> [SOURCE PASSAGE]
The right to privacy and family life, safeguarding individuals from unjust interference with their privacy, family, home, or correspondence[7]. Violations of this right may arise from mass surveillance, unauthorized interception of communications, or searches and seizures without proper oversight, as well as imposing restrictions or sanctions on the relatives or associates of suspects.

The right to freedom of expression, association, and assembly, granting individuals the ability to express opinions, form and join groups, and engage in peaceful protests.[8] These rights can be compromised by counter-terrorism measures through the criminalization or censorship of dissenting views, the banning or dissolution of organizations, or the use of excessive force or arbitrary arrests to suppress or discourage demonstrations.


Addressing the treatment of terrorism suspects is a nuanced and contentious endeavour, demanding a delicate equilibrium between safeguarding state security interests and upholding the fundamental human rights of individuals.

A primary consideration in the treatment of terrorism suspects revolves around the pivotal question of whether they should be classified as criminals or designated as enemy combatants. This distinction carries profound implications for the legal framework governing their detention, interrogation, and subsequent trial. Criminals benefit from civil liberties protections, including the right to a fair trial, legal counsel, and freedom from torture. Conversely, enemy combatants fall under the purview of the laws of war, allowing for increased flexibility in their handling. The challenge lies in the ambiguous definition and determination of the status of individuals as enemy combatants, posing a potential risk of arbitrary and abusive treatment for those who fall into this category.

Coercive interrogation techniques emerge as another contentious facet in the treatment of terrorism suspects. Practices such as waterboarding, sleep deprivation, and stress positions are often rationalized by the necessity of extracting crucial information to prevent future terrorist attacks and save lives. However, these methods trigger profound ethical and legal concerns, as they may amount to torture or cruel, inhuman, or degrading treatment – acts explicitly prohibited by both international and domestic law. The effectiveness and reliability of these techniques also stir ongoing debates, with concerns about the potential for producing false or misleading information and the potential damage to the credibility of interrogators and the state.

The venue and mode of trial constitute a third pivotal issue in the treatment of terrorism suspects. Options such as civilian courts, military commissions, or special tribunals offer distinct advantages and drawbacks contingent on the unique nature and circumstances of each case. Civilian courts provide more extensive procedural safeguards and confer legitimacy to the trial process. However, they may grapple with practical and security challenges, including ensuring the availability and protection of evidence and witnesses, the delicate disclosure of classified information, and the potential risk of public backlash or retaliation. Conversely, military commissions or special tribunals might offer expeditious proceedings but potentially compromise the trial’s fairness and impartiality, encroaching upon the accused’s rights to due process and equal treatment.


The utilization of severe interrogation techniques, including waterboarding, sleep deprivation, and physical abuse, on terrorism suspects has sparked controversy in the post-9/11 era. Advocates argue for the necessity and effectiveness of these methods in extracting crucial information from uncooperative detainees, while opponents assert that such practices violate the human rights and dignity of suspects and run counter to the legal and ethical principles of democratic societies.

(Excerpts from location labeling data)
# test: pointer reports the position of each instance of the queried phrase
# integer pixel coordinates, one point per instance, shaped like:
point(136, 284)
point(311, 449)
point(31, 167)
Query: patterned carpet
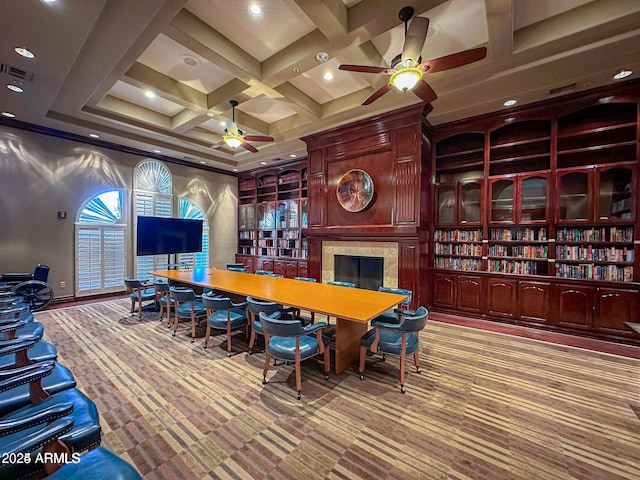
point(486, 406)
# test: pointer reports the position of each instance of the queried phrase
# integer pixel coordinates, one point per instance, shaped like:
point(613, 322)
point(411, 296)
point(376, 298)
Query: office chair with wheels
point(223, 314)
point(399, 339)
point(289, 341)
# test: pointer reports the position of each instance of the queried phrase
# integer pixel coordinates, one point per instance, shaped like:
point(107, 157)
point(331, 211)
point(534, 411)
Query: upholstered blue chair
point(163, 297)
point(187, 305)
point(289, 341)
point(140, 292)
point(399, 339)
point(393, 314)
point(85, 433)
point(223, 314)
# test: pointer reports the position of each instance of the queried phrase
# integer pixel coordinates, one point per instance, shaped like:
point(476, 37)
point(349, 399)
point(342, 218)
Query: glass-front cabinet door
point(502, 192)
point(574, 203)
point(470, 202)
point(615, 196)
point(533, 199)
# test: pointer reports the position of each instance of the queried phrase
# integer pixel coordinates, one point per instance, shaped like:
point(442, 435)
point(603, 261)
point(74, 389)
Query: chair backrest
point(342, 284)
point(414, 323)
point(41, 273)
point(399, 291)
point(235, 267)
point(132, 283)
point(182, 294)
point(256, 306)
point(216, 302)
point(280, 328)
point(161, 286)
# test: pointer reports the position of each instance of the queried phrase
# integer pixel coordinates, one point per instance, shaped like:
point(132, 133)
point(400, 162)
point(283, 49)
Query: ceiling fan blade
point(425, 92)
point(258, 138)
point(454, 60)
point(377, 94)
point(248, 146)
point(367, 69)
point(414, 41)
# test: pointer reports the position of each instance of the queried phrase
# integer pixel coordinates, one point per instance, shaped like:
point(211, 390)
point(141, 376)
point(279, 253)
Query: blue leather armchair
point(223, 314)
point(399, 339)
point(289, 341)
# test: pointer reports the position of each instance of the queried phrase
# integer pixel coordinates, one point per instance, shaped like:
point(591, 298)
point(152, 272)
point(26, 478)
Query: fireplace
point(364, 272)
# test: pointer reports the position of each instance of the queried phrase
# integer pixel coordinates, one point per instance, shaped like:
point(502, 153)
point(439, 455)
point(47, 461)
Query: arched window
point(152, 197)
point(189, 210)
point(100, 245)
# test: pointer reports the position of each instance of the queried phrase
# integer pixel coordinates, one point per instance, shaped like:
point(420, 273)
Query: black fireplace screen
point(365, 272)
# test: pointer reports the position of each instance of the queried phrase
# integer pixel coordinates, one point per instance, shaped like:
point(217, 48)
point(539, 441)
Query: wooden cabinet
point(272, 212)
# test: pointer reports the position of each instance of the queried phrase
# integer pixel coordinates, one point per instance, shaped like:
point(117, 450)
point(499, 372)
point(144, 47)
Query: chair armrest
point(39, 438)
point(314, 326)
point(13, 324)
point(381, 324)
point(48, 415)
point(7, 347)
point(27, 374)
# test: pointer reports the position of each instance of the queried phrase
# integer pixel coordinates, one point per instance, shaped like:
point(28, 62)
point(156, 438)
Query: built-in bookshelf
point(272, 212)
point(458, 249)
point(595, 253)
point(522, 250)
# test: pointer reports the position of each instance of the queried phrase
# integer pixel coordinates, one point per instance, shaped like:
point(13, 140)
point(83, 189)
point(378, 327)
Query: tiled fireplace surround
point(386, 250)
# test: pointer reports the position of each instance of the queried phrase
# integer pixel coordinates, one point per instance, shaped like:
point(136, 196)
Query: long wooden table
point(352, 307)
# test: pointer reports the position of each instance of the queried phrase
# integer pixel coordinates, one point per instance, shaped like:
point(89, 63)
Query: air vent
point(564, 89)
point(16, 72)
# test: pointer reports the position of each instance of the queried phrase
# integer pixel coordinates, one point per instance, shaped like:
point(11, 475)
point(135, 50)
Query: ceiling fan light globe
point(232, 140)
point(405, 79)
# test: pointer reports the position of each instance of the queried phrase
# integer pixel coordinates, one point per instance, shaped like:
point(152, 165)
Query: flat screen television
point(161, 235)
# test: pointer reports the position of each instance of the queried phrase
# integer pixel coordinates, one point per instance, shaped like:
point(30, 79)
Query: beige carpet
point(486, 406)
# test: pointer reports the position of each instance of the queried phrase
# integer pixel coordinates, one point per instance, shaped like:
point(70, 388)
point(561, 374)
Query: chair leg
point(298, 376)
point(403, 357)
point(266, 368)
point(363, 354)
point(206, 335)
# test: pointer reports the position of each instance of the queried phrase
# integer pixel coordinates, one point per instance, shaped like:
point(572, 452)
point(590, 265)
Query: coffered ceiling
point(96, 60)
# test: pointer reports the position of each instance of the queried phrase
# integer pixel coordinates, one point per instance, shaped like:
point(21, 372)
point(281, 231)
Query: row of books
point(524, 251)
point(470, 249)
point(458, 263)
point(458, 235)
point(589, 271)
point(611, 254)
point(604, 234)
point(529, 234)
point(511, 266)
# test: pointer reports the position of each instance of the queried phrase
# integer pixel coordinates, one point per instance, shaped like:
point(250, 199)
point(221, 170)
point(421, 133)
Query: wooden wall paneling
point(408, 265)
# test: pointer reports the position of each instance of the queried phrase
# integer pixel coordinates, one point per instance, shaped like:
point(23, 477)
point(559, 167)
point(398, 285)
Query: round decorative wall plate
point(355, 190)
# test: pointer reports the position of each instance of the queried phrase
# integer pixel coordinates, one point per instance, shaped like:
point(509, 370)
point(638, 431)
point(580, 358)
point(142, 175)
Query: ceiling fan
point(234, 138)
point(407, 68)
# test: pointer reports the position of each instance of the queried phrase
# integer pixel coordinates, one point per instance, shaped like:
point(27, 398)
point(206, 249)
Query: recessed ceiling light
point(25, 52)
point(622, 74)
point(255, 9)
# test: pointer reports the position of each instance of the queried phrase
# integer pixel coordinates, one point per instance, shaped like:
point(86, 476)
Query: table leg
point(348, 334)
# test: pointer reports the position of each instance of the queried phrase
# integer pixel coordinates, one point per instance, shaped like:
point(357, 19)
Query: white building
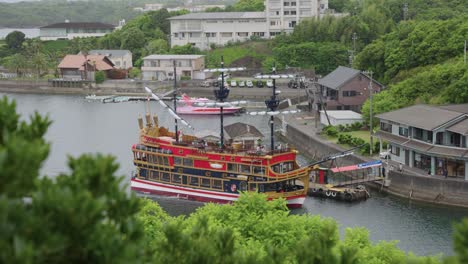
point(340, 117)
point(122, 59)
point(203, 29)
point(161, 67)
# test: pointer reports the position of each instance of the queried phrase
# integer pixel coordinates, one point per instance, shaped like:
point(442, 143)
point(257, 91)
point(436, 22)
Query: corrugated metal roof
point(460, 127)
point(77, 62)
point(338, 77)
point(220, 15)
point(172, 57)
point(80, 25)
point(462, 108)
point(421, 116)
point(110, 53)
point(242, 130)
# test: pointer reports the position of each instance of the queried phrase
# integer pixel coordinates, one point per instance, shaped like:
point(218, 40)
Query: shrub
point(100, 77)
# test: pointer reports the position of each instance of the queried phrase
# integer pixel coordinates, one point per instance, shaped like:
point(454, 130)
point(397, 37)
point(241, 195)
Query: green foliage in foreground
point(86, 216)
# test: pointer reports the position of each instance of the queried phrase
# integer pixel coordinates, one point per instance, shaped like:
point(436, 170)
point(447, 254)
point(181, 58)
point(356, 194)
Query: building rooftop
point(421, 116)
point(101, 62)
point(343, 114)
point(172, 57)
point(220, 15)
point(460, 127)
point(110, 53)
point(92, 25)
point(338, 77)
point(242, 130)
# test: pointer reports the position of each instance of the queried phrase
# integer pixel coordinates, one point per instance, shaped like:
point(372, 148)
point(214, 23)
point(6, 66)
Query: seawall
point(429, 189)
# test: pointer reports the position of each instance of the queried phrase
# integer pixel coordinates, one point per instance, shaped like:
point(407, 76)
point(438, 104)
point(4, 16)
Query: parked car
point(270, 83)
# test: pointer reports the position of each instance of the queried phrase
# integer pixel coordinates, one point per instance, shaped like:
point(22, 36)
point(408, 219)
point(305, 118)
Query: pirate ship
point(187, 167)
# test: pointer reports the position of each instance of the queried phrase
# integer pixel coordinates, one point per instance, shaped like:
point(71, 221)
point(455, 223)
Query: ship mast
point(174, 98)
point(272, 104)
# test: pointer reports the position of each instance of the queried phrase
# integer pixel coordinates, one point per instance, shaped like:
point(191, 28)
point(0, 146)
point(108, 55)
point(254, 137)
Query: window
point(403, 131)
point(245, 168)
point(205, 183)
point(217, 184)
point(188, 162)
point(386, 127)
point(349, 93)
point(176, 178)
point(232, 167)
point(165, 177)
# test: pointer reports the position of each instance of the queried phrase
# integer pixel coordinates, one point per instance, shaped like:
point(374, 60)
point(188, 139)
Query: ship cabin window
point(176, 178)
point(258, 170)
point(193, 181)
point(283, 167)
point(217, 184)
point(205, 183)
point(165, 177)
point(232, 167)
point(154, 175)
point(245, 168)
point(188, 162)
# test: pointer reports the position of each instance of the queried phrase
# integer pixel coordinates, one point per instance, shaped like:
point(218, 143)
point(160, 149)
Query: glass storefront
point(422, 161)
point(455, 168)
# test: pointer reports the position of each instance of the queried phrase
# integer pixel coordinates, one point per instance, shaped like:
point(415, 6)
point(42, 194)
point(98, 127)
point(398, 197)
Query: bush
point(330, 131)
point(134, 73)
point(100, 77)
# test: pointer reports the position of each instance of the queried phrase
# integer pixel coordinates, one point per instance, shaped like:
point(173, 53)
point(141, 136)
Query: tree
point(83, 216)
point(14, 40)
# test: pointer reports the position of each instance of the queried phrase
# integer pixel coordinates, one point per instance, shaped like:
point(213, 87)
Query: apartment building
point(161, 67)
point(204, 29)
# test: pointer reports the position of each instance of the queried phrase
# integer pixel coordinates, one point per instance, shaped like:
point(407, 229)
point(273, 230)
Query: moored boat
point(191, 168)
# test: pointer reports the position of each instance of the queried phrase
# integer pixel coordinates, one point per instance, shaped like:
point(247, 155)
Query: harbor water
point(80, 126)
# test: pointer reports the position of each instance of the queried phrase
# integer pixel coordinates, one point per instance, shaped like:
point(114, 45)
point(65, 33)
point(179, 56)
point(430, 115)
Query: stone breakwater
point(430, 189)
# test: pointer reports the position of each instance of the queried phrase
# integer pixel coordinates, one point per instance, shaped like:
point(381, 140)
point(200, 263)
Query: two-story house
point(346, 89)
point(161, 67)
point(71, 30)
point(430, 138)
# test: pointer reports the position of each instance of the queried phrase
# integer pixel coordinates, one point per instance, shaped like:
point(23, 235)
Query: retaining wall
point(421, 188)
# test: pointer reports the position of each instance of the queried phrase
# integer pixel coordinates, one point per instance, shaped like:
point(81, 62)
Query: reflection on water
point(89, 127)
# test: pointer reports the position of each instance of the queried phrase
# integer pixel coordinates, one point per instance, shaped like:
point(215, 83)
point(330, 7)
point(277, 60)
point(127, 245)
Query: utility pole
point(405, 11)
point(464, 58)
point(371, 127)
point(351, 57)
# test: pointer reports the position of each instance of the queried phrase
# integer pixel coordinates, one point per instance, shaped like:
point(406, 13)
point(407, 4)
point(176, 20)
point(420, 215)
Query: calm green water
point(89, 127)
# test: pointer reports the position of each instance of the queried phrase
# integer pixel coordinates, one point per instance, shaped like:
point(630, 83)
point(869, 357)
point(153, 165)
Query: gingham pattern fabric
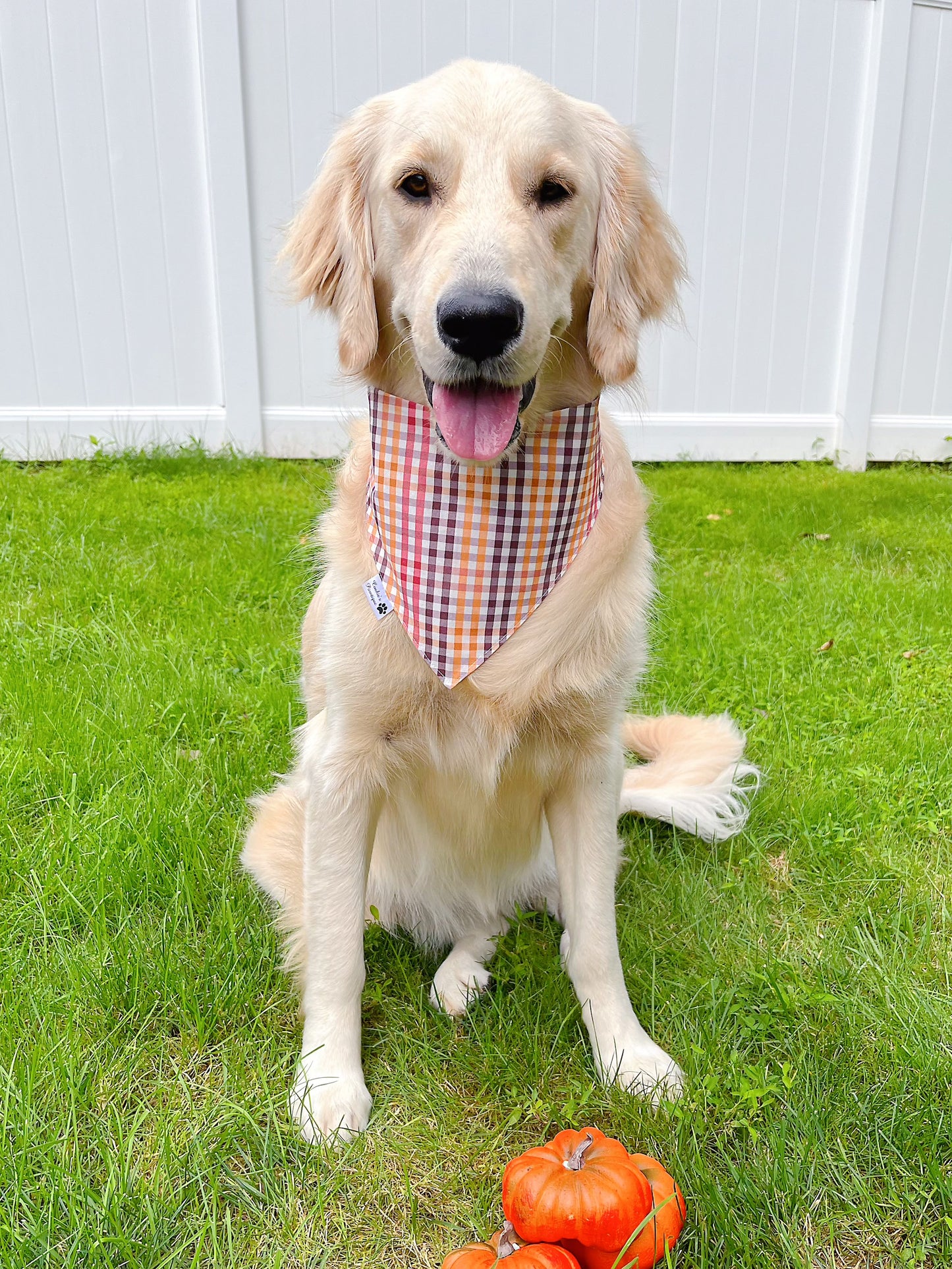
point(467, 553)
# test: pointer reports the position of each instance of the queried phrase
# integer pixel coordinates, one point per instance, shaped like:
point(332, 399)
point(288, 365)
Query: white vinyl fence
point(150, 152)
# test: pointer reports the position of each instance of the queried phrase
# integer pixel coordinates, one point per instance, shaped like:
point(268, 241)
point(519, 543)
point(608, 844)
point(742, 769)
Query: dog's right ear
point(329, 244)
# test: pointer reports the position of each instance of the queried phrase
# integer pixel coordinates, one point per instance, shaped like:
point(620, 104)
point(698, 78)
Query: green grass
point(800, 974)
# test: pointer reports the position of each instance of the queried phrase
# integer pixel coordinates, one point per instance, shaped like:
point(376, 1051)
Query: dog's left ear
point(329, 245)
point(639, 259)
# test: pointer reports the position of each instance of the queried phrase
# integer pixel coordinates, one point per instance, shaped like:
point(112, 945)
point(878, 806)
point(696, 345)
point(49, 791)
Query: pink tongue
point(476, 420)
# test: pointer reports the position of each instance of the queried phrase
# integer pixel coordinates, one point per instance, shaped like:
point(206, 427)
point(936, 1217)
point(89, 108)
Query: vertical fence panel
point(152, 154)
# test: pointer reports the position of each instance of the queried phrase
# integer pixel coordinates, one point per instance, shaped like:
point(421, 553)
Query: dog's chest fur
point(553, 689)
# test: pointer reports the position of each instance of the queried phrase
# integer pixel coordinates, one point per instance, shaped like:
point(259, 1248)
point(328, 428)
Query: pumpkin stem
point(507, 1244)
point(576, 1159)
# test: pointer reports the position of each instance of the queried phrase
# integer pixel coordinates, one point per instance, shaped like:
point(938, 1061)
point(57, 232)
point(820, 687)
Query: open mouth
point(478, 419)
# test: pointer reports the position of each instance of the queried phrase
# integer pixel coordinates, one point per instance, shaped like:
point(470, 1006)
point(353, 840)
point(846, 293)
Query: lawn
point(800, 974)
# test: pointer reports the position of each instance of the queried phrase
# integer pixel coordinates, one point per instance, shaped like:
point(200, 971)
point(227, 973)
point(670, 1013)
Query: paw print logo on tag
point(378, 598)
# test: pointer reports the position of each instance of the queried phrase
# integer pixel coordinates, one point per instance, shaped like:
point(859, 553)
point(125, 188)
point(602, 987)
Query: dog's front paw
point(457, 982)
point(644, 1069)
point(330, 1108)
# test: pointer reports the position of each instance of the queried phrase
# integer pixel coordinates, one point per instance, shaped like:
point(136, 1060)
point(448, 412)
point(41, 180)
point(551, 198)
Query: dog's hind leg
point(464, 975)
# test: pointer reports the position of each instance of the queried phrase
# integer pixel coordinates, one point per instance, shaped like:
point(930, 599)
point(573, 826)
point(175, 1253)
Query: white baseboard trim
point(323, 432)
point(923, 437)
point(61, 432)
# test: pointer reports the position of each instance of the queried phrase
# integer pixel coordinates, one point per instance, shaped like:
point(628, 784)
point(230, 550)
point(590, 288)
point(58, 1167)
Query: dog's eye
point(415, 186)
point(553, 192)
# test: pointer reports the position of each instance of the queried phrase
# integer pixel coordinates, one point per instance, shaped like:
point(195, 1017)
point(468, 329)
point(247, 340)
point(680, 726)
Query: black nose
point(479, 324)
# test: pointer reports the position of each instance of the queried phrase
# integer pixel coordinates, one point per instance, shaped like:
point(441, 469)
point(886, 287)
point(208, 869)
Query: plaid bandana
point(467, 553)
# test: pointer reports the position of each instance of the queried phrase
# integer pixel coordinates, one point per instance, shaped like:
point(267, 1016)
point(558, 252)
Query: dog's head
point(488, 241)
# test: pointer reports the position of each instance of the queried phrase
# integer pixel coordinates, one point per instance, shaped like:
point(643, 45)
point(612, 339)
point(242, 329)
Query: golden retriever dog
point(480, 233)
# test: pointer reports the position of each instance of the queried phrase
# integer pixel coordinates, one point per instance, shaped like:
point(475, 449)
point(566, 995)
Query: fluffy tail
point(694, 776)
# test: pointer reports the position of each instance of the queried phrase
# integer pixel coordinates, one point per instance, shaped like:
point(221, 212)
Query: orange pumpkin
point(518, 1255)
point(660, 1231)
point(582, 1185)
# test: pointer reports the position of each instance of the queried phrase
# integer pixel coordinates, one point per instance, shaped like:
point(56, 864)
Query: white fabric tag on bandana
point(466, 552)
point(378, 597)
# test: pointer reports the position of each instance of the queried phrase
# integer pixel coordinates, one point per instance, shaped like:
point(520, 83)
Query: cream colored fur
point(442, 808)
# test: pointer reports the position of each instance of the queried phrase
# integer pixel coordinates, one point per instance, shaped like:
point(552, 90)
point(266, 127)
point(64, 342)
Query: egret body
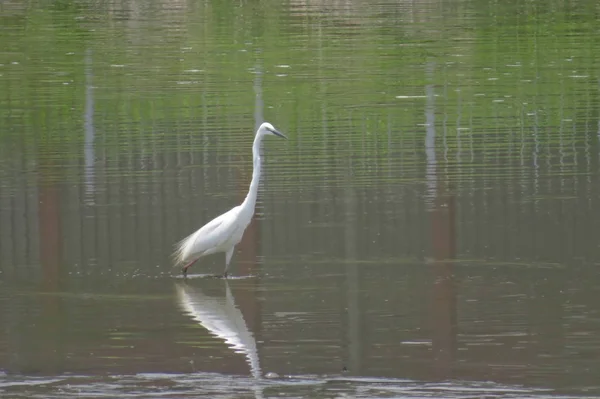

> [THE TASKS]
1. Which three trial venues does the passage on terrorism suspects list?
2. Using the passage on terrorism suspects, explain why it matters whether a suspect is classified as a criminal or as an enemy combatant.
The location labeling data plays no role here.

> [SOLUTIONS TO EACH TASK]
1. Civilian courts, military commissions, and special tribunals.

2. The classification decides which legal framework governs the suspect's detention, interrogation, and trial. Criminals receive civil liberties protections such as the right to a fair trial, legal counsel, and freedom from torture. Enemy combatants fall under the laws of war, which allow more flexibility in their handling.